#### [RECORDED DATA]
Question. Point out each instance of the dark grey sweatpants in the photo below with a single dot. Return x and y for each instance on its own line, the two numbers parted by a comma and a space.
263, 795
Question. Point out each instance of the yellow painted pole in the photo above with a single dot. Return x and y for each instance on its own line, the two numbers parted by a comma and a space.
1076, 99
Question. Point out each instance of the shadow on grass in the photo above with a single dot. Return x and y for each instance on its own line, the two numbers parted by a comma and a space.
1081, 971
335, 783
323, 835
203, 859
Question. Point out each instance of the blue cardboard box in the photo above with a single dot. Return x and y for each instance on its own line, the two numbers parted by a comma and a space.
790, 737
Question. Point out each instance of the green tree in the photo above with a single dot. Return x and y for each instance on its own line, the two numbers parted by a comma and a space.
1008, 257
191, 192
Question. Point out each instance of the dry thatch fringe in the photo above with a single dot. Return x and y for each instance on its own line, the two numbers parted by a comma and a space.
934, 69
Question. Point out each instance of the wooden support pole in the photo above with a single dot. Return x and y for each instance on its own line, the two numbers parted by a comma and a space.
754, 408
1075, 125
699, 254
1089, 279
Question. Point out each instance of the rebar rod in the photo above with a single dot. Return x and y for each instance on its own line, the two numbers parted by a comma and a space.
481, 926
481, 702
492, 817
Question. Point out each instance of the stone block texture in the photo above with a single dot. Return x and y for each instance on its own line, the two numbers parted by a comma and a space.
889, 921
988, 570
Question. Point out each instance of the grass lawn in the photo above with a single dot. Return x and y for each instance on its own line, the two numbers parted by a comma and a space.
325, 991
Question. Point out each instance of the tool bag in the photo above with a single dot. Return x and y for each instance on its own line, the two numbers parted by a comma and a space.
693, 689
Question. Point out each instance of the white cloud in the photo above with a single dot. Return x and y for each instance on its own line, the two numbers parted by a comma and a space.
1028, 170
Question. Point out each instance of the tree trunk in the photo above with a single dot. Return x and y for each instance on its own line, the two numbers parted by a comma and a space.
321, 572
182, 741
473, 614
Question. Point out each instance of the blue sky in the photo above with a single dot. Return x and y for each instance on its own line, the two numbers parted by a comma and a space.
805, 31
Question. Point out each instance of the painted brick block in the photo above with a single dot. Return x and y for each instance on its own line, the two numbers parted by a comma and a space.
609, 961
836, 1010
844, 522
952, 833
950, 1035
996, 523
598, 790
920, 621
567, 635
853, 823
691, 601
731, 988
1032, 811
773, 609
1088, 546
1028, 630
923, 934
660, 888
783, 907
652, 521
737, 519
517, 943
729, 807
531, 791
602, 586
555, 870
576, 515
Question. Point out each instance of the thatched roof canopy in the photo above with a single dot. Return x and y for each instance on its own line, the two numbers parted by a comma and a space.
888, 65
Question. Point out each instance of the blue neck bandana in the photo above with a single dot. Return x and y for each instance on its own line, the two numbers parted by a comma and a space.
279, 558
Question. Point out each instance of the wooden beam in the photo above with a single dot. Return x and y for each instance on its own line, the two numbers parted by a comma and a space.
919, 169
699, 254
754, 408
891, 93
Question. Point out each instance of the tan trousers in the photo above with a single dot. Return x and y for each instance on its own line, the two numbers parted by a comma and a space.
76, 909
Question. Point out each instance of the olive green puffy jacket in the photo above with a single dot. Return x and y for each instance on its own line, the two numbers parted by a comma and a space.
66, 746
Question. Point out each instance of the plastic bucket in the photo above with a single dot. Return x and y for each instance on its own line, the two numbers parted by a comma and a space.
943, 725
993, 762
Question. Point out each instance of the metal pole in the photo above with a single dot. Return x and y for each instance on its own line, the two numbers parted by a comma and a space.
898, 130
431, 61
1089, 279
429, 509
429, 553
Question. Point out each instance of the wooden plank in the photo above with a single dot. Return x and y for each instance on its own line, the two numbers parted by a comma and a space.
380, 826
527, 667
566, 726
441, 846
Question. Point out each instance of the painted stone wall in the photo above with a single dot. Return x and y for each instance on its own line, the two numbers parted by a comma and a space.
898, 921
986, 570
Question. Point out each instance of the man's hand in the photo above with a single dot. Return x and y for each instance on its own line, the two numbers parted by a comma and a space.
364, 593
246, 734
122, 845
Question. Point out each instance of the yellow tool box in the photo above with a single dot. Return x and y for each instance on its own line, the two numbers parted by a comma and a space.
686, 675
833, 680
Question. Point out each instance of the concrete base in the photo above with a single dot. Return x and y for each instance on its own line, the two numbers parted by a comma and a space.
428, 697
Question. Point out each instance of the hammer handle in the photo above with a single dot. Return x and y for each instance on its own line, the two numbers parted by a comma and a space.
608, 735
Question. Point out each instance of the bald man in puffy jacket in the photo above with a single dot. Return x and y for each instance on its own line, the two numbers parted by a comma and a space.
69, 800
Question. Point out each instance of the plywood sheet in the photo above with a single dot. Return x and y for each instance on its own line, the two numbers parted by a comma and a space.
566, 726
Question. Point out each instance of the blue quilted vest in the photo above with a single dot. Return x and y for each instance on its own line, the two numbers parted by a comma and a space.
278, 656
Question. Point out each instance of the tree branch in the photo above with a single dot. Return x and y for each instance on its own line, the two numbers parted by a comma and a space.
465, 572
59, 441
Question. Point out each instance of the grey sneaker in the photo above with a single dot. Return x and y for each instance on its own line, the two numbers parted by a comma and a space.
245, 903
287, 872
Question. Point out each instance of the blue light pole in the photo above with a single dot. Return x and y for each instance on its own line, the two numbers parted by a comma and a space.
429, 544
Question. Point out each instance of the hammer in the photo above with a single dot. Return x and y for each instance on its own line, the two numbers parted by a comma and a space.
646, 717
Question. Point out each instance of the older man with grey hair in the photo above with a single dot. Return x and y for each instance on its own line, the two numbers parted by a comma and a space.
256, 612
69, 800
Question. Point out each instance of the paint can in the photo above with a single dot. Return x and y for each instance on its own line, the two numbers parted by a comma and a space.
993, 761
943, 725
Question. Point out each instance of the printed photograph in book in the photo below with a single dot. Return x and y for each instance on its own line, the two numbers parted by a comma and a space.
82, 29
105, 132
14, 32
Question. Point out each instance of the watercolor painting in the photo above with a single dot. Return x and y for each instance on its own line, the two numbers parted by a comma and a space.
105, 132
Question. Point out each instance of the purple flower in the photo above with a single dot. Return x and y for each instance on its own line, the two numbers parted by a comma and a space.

#### [TASK TO COMPLETE]
Every line of the data above should be reproduced word for word.

#### [ANSWER TO THIS TASK]
Question. Point out each instance of the dark grey sweatpants in the photo below with a single dot. Return x and y for each instance on its own line, the two numbers parted by a comma and a space.
263, 795
Question. Point out each instance of the yellow painted pole in the photo above with a single dot. Return x and y for each instance on its own line, the two numbers parted by a comma and a space.
1076, 99
Question. Point out each instance of the shadow on grass in the photo above with a single dot. Return x and y for each instance on its own line, the two numbers parted by a comma and a space.
1081, 971
335, 783
323, 835
203, 859
Question. Point out each instance of the blue cardboard box in the photo above with a single dot. Return x and y for each instance on its own line, the two numbers parted by a comma and a space.
790, 737
Question. Point out each instance of the green tree in the photo above with a single dot. Return x and y for each instance on its own line, the two numbers parted by a comma and a space.
1008, 257
191, 192
Question. Point out each instance of the dry thatch fringe in the photo above with a single dot. Return x and y for each instance on its own line, the two numbers parted by a comma and a space.
934, 69
Question. Point out each instance of the wooden support pole in the photo above with a single dot. Return x and y for each instance on its own line, the two numbers parted by a comma and a space.
754, 408
1075, 125
699, 254
1089, 279
Question. Point out each instance of the rebar rod in the photo above with a single dot. Return x and y for each instance on its own line, the two numbers parted by a comma and a space.
481, 926
481, 702
492, 817
Question. Point out each instance of the stone block texture in the photo above with a single dot. Return x and y for each instance on its own line, the two numbers parted by a comma and a space.
889, 921
988, 570
Question. Point out each instance of the grass lawn in the photo above with a single dot. Return x and y for each instance on its own line, the two numbers parted by a comma and a space.
325, 991
Question. Point out each instance of the tool bag in the photo above with a single dot. Return x and y for each instance on its own line, the two numbers parted by a comma and a space.
693, 689
Question. Point out each instance of the white cloud in the photo above with a single dot. Return x and y for each instance on its own line, the two numbers parted by a comma and a space.
1028, 170
Question. Point out each instance of the tree trunk in the photo above with a single dot. Return x and y for each instance on its own line, the two numbers parted by a comma and a space.
321, 572
182, 741
473, 614
Question. Point out each instance of the blue sky in the photo above with a single dot. Return x and y for each instance on its own line, the two numbers parted by a comma and a space.
805, 31
Question. Point out each instance of the painted brick block in the photo above with a single dot. Return x and y for each instance on its own line, the two numbers parted by a comma and a space.
609, 961
836, 1010
844, 522
952, 833
950, 1035
996, 523
598, 790
920, 621
567, 635
853, 823
691, 601
731, 988
1032, 811
773, 609
1088, 546
1028, 630
923, 934
660, 888
783, 907
652, 521
737, 519
517, 943
729, 807
531, 791
602, 586
555, 870
576, 515
Question. Point out each instance of the thatched roof canopy in the photo above with a single dot. Return x and y for each instance on its own line, the two numbers parted by a comma and a space.
888, 65
Question. Point out each instance of the blue neck bandana in the photo above with a single dot. Return x and y for each instance on its own line, the two numbers parted by a comma and a space.
279, 558
Question. Point out each instance of the wooden beam in the photo above with a single dot. Return x and y for each instance on its own line, the two numbers parted by a comma and a space.
919, 169
699, 254
754, 408
891, 93
Question. Point out each instance of the tan trousers in the photo above with a single dot. Return x and y for each instance on its own line, the two numbers parted by a comma and a space.
76, 909
Question. Point out each instance of the olive green puffy jacket in the photo above with a single dot. Return x and y for each instance on its own line, the two numbers parted by a comma and a space.
66, 746
Question. Point out each instance of the plastic bucket in the photo above with a single dot. Return x and y for each instance on its own line, the two numbers parted by a comma and a space.
943, 725
993, 762
Question. Point out each instance of the metal pole in the photo above with a single dot. Return x and y for each instance on its own line, the two numbers parted by a comma and a space.
898, 130
431, 61
1089, 279
429, 509
429, 553
Question. Point out each instance of the wooden plank in the photo above with a single dot. Return x and y for each instance on its own line, the two numbers parted by a comma and a space.
380, 826
527, 667
566, 726
441, 846
Question. Point out each instance of the painted stone wall in the photo above with a single dot. Return x and y for each instance on its own line, the two numbers parted by a comma and a space.
898, 921
986, 570
Question. Point out each instance of the man's hand in the photo above with a single dot. Return x and y for each instance on its own line, the two numbers parted by a comma and a space.
364, 593
246, 734
122, 845
Question. Point out each instance of the yellow tool box in the photo above with a single dot. Return x and y for each instance on its own line, the two numbers parted by a comma and a space.
686, 675
833, 680
Question. Point out each instance of the concrete base in the photo above with a single dot. Return x and y for each instance on its own line, the two numbers parted by a comma and a space.
428, 697
Question. Point out each instance of the hammer handle in the photo above with a single dot. Return x and y for each instance on its own line, the two numbers parted by a comma and a space.
608, 735
Question. Point out each instance of the bald man in puffy jacket in the photo above with a single dot. Return x and y for each instance on its own line, the two numbers parted by a comma and a space.
69, 800
Question. Point out each instance of the plywood sheet in the photo above with a single dot. Return x and y for each instance on its own line, the two numbers parted by a comma and a space.
566, 726
Question. Point out each instance of the blue quilted vest in the photo above with a single dot. Return x and y for each instance on its own line, the two numbers parted by a comma and a space.
278, 656
Question. Point out each instance of the tree branch in the photo above with a single dot. Return x and y for each instance on its own line, the two numbers parted by a comma and a space.
465, 572
59, 441
Question. Point out each instance of the grey sneaker in the photo above with a single dot. Return x and y for each instance on its own line, the two numbers parted by a comma and a space.
245, 903
287, 872
Question. Point out each instance of the blue light pole in the photo above with a single dot. Return x and y for each instance on its own line, the two numbers parted by a comma and a space.
429, 544
Question. Point out each instance of the hammer in the photo above with a single dot. Return x and y for each instance on its own line, the two numbers parted by a comma and a space.
646, 717
Question. Point out each instance of the older man with grey hair in the photo above with a single dot. Return x and y for each instance on its own line, the two numbers parted by a comma and a space.
256, 612
69, 800
Question. Point out each instance of the paint can in the photo above with a single dot. Return x and y for each instance on its own line, the two numbers parted by a comma and a space.
993, 761
943, 725
Question. Point out each instance of the printed photograph in book in the photo below with a single dot. Return x and y for each instance on its own line, the two numbers parted by a comma and a space.
82, 29
105, 132
14, 32
Question. Point out each instance of the watercolor painting in the photo above with a single dot. Return x and y for each instance on its own line, the two numbers parted by a comma and a space.
105, 132
Question. Point out each instance of the purple flower in the photo above with a single dot. Return x and y for each instance on its own line, the two numbers parted by a comma and a space.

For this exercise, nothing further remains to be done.